■ TASK PROMPT ■
Copy every row below word for word.

■ RECORDS SUPPLIED ■
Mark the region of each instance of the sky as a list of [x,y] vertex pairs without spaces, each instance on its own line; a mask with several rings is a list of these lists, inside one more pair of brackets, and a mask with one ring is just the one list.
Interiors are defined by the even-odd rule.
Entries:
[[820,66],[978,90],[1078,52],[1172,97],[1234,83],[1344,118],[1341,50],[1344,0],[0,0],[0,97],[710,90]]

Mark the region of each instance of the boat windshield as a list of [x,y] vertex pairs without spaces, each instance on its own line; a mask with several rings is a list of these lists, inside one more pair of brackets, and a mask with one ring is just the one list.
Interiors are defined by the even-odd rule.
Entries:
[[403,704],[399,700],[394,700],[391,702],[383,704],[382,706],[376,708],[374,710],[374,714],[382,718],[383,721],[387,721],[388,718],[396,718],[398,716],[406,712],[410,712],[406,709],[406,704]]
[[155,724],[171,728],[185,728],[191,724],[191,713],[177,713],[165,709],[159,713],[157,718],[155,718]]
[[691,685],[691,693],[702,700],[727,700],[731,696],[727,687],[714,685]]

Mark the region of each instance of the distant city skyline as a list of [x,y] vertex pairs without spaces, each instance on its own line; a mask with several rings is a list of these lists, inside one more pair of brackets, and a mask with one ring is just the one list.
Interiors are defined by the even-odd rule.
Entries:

■ TASK RESPONSE ■
Mark the region of each instance of the sky as a list of [x,y] vertex pairs without spaces, each instance on its own line; a mask with several rings is a list of these lists, inside one more pair of brackets, and a mask with one ring is just the one list.
Interiors are defined by the even-odd rule.
Entries:
[[820,66],[978,90],[1078,52],[1172,97],[1234,83],[1344,118],[1341,50],[1344,0],[0,0],[0,97],[710,90]]

Mark the region of each instance of the boat windshield as a list of [x,y] vertex pairs without spaces, each instance on its own line; a mask with several rings is a list of these lists, inside one more pair of brackets, and a mask with one ring is just the one list.
Interiors are defined by the even-odd rule.
Entries:
[[403,704],[399,700],[394,700],[391,702],[383,704],[382,706],[376,708],[374,710],[374,714],[382,718],[383,721],[387,721],[388,718],[396,718],[398,716],[406,712],[410,712],[406,709],[406,704]]
[[155,724],[171,728],[185,728],[191,724],[191,713],[177,713],[165,709],[159,713],[157,718],[155,718]]
[[691,685],[691,693],[702,700],[727,700],[731,696],[727,687],[714,685]]

Mark the region of each instance of the distant city skyline as a list of [x,y] vertex pairs without spaces, each instance on its own line; a mask with several rings is a list of these lists, inside one more pair of brackets, and a mask with one ring is just the one list.
Interiors are defined by the even-odd rule.
Entries:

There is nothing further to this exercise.